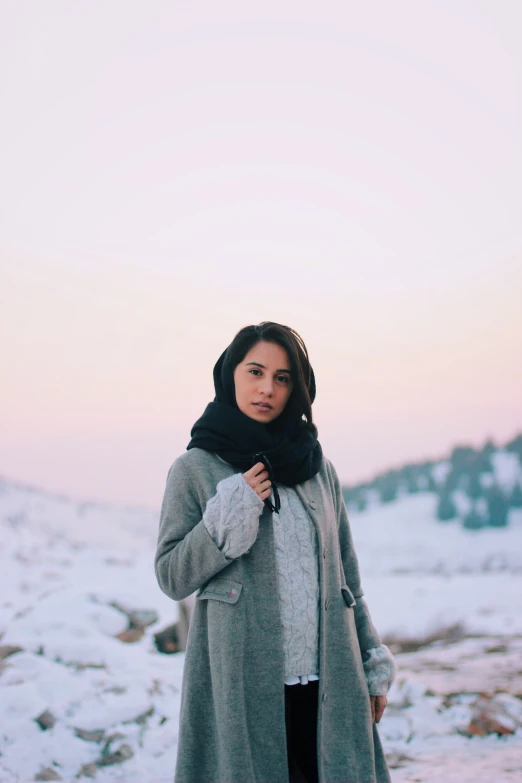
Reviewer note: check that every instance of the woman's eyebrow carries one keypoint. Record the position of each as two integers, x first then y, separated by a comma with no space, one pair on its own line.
264,368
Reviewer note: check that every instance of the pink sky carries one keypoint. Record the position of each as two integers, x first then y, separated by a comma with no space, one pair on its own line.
173,173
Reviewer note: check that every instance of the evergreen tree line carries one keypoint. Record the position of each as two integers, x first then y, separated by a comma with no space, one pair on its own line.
490,504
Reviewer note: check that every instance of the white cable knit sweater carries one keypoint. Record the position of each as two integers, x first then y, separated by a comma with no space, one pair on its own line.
232,519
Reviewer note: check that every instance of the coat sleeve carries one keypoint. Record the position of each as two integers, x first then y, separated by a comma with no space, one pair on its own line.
186,554
366,631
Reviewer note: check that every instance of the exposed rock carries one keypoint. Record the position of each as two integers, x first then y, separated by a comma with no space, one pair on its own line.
9,649
489,717
46,720
397,760
142,618
511,706
95,735
47,774
141,719
123,753
131,635
88,771
138,618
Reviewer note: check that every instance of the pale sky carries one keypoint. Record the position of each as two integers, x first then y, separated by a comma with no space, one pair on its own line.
172,171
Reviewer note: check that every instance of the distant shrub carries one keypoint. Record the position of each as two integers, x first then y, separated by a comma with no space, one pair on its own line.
515,497
474,488
387,488
446,508
474,520
498,507
515,446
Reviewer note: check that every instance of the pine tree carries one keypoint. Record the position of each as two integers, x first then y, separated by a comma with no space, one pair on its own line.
446,508
474,520
498,507
515,497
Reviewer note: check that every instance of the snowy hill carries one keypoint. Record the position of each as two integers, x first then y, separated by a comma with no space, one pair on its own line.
72,574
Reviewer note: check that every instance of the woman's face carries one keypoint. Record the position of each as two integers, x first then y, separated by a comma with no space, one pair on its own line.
263,382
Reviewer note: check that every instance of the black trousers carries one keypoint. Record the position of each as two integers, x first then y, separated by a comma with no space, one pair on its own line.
301,731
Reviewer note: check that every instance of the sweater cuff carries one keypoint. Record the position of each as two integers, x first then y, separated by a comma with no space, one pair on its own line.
232,516
380,669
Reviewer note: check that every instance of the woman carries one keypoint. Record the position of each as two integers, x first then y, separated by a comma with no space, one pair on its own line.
285,675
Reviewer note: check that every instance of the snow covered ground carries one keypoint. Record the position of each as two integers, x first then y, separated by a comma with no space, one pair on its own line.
70,574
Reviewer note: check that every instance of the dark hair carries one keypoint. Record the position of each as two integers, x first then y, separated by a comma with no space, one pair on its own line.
303,392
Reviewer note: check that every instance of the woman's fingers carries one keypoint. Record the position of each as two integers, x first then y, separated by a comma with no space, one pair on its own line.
257,478
380,704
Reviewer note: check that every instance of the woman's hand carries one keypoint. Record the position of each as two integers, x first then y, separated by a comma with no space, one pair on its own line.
378,704
257,478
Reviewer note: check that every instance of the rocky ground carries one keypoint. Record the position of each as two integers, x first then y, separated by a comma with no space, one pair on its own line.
85,694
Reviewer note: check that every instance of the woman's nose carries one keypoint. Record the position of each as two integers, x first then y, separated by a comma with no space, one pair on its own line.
266,386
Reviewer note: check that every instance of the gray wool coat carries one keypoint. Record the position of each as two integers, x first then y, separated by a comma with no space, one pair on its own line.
232,720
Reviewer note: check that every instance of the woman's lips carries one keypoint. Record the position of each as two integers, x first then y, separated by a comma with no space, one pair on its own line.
262,408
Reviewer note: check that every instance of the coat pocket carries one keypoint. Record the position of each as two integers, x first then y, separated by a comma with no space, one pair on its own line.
348,596
220,589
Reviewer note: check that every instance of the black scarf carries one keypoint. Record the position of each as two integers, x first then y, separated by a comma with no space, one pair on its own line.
287,446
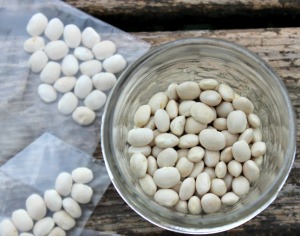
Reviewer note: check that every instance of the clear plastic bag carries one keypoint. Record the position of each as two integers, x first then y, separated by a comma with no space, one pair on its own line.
23,115
35,169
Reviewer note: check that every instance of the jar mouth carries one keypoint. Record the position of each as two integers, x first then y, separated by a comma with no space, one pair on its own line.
153,212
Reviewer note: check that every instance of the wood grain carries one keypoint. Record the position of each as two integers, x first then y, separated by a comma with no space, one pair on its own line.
281,49
192,14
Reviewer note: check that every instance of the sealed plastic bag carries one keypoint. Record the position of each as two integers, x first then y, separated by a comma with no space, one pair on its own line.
34,170
23,115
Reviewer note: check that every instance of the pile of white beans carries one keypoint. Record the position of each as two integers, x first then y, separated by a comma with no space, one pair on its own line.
71,62
196,147
55,213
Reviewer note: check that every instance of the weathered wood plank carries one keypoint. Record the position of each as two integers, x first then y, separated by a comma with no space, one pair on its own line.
191,14
280,48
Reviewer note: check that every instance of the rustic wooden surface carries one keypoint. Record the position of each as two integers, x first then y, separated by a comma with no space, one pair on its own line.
190,14
281,49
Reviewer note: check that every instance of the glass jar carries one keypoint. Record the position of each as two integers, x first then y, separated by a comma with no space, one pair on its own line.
192,60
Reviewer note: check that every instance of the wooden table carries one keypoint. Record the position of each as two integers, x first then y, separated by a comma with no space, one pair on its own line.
280,47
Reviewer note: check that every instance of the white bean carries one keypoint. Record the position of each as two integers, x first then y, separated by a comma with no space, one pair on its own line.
220,124
72,35
158,101
81,193
257,135
234,168
226,92
83,53
258,160
184,108
82,175
251,171
187,188
196,154
90,67
183,152
253,120
247,135
226,155
172,109
68,103
181,206
172,91
166,140
208,84
142,115
188,90
221,169
69,65
63,220
236,122
229,198
72,207
83,87
104,81
241,151
210,171
95,100
37,61
258,149
177,125
104,49
43,227
36,207
210,203
223,109
56,49
210,98
148,185
83,115
240,185
57,232
89,37
47,93
167,157
114,64
203,183
166,197
156,150
37,24
198,168
145,150
192,126
162,120
211,158
212,140
243,104
218,187
230,138
202,113
194,205
22,220
52,200
166,177
138,165
50,72
65,84
151,165
34,44
140,137
54,29
63,183
151,125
+++
■ STATED PROBLEM: Pictures excluded, quote all the data above exactly.

■ WRITTEN RESPONSE:
Reviewer note: check that every instance of the woman's eyebrow carries one keypoint. Record the position of each as two integers, x first then y, separated by a comma with no space, one pair on its own line.
264,368
Reviewer note: check that every instance of the pink sky carries one keypoint. Record the position of each as two integers, x first then y, separated by a comma with no space, one pair on its own line.
173,173
Reviewer note: check that every instance of the evergreen tree line carries one keypoint. Record the position of each as two integers, x first then y, separated by a comma with no space, one pair on its own line.
490,504
Reviewer note: check that every instance of the white cable knit sweater carries one keypoint. Record the position of each as two integers, x first then y, separated by a comma with no space, one pair on its own line.
232,519
Reviewer note: check that every instance of the coat sleeve carries one keypoint. Record the position of each as two integers, x first then y, separated by a comma with no space, one pair on its own line.
186,554
366,631
Reviewer note: check that every instance of the exposed rock carries one keypoint. Record the position of each as two integers, x first then y, separated by a comma with no space, one pair on its own line.
9,649
489,717
46,720
397,760
142,618
511,706
95,735
47,774
141,719
123,753
131,635
88,771
138,618
Reviewer note: check that every instance of the pale sky carries one keypoint. Record the position of each as two integers, x first then y, separated by a comma with no space, one pair on its own line.
172,171
Reviewer note: check that every instance of the distant shrub carries one keypoint. Record the position of each as two integers, x first then y, separated by a comma with no space, one pair on its own line.
515,497
474,488
387,488
446,508
474,520
498,507
515,446
Reviewer note: check that every instance of the pine tree carries one keypoint. Record the position of each as two integers, x first then y, separated by a comma with no space, one pair on its own line.
446,508
474,520
498,507
515,497
Reviewer note: check that every instance of the snowy hill carries one keypoint. Record the position of each as two integers, x first then y, separated by a comma with no space, one pair on its own line.
72,574
Reviewer note: check that every instance of the woman's face carries one keypoint. Record the position of each as two integers, x first then y, separated by a comma with no space, one pair on its own line.
263,382
Reviewer note: check that every instance of the black trousers carries one keypoint. Record the position of each as two integers, x first then y, separated by a comma with no space, one pair on its own line.
301,731
Reviewer note: check that every instance of the sweater cuff carries one keypoint. Record the position of each as two integers, x first then y, separated by a comma with no space, one pair on its own line.
232,516
380,669
Reviewer note: check that every instance of the woman carries one keypoint. Record the position of each as two integers, x first then y, separated by a comma with no space, one pair on its own line.
285,675
Reviewer note: check that every instance of the snow covered ground carries one keypoint. Record the position of each as two integers, x first then y, separated by a comma with no space, one pair on its own line.
70,574
Reviewer note: check that every instance of the dark hair carries one keypoint. Record the position of each as two integers, x first then y, separated by a comma with no space, one pair on its own line.
303,392
Reviewer note: check that every instance of the woman's fingers carries one keypoint. Record the position of each as two integers, x first then y, separated by a comma with no space, one pair on its own line.
257,478
380,704
Reviewer note: check that every instance of the woman's hand carries one keypoint. Record the position of each as two integers, x first then y, separated by a comma with no space, one pair on its own line.
378,704
257,478
Reviewer note: check that every instance of the rocky ground carries one keypoint. Record the position of each as two integers, x first then y, separated by a comma with no space, one pair on its own line.
85,694
Reviewer note: check that every instance of the woman's nose carries one keypoint. Record the position of each as two integers, x first then y, separated by a comma with no space, one pair on its own line.
266,386
Reviewer note: check that every instance of the gray wool coat carries one keypoint. Record the position of each as two integers, x first then y, separated by a comma with no space, one pair on its own line.
232,720
Reviewer note: check that every instance of the woman's lips carries one keypoint. Record the position of each as two integers, x first then y, separated by a comma with no space, one pair on its own line.
262,408
Reviewer note: check that every instance of the coat pocket carries one keypoint. Record the position of each as two integers, x first then y, separated by a comma with no space, one pair on its own line.
348,596
220,589
Reviewer note: check that every instance of the black scarf carries one keypoint. Record the position of each as two integers, x first then y, separated by a comma with no space, one pair on its own line.
287,446
Reviewer note: check that every instance of the clear plastic bag carries one keypoint. Record the position of each as two integers, x first then y, separated by a comma with no space, one pair on its own line.
23,115
35,169
Reviewer note: check that every instance of the jar mouth carries one keypoint. Record the position of each as two integers, x first then y, separated by a comma with no space, one pair on its own line.
153,212
Reviewer note: check that every instance of the wood grain carries one keypoint. Record the position of each as two integers, x first then y, separated by a comma with no space, one pair on its own line.
281,49
192,14
Reviewer note: check that every instance of the sealed plastic bag carries one keypoint. Record the position of each as two integers, x first then y, separated by a comma with no space, one pair on its own line.
34,170
23,115
Reviewer note: check that every instance of the pile of white beans carries one keypoint. Record the position of each as two integers, x first then y, separated by a comma with no space, one pair on its own line.
71,62
196,147
55,213
Reviewer note: check that every instance of the weathered wood plank carries one keypoint. Record the position of each as two integers, x first then y, separated by a comma with no space, one pair on its own line.
191,14
280,48
Reviewer note: check that every instance of the rustic wooden surface carries one keypoint. Record the position of each as two integers, x first then y, separated by a comma with no space, one pair on its own line.
190,14
281,49
Reviewer note: check that every instance of the glass jar carries one keypoint. Record the position of each as two integers, x first then y, separated by a comma with no space, one pair on its own line.
192,60
Reviewer note: check that every instance of the wooden table carries one keypoint. Record the position of each as two integers, x first then y, separated by a comma with no space, one pair on its own line.
280,47
Reviewer note: check that every instance of the white bean carries one keypoint. Record the position of each as two integers, x first then y, separated by a comma with no space, one pair on its own line.
220,124
72,35
158,101
81,193
257,135
234,168
226,92
83,53
258,160
184,108
82,175
251,171
187,188
196,154
90,67
183,152
253,120
247,135
226,155
172,109
68,103
181,206
172,91
166,140
208,84
142,115
188,90
221,169
69,65
63,220
236,122
229,198
72,207
83,87
104,81
241,151
210,171
95,100
37,61
258,149
177,125
104,49
43,227
36,207
210,203
223,109
56,49
210,98
148,185
83,115
240,185
57,232
89,37
47,93
167,157
114,64
203,183
166,197
156,150
37,24
198,168
145,150
192,126
162,120
211,158
212,140
243,104
218,187
230,138
202,113
194,205
22,220
52,200
166,177
138,165
50,72
65,84
151,165
34,44
140,137
54,29
63,183
151,125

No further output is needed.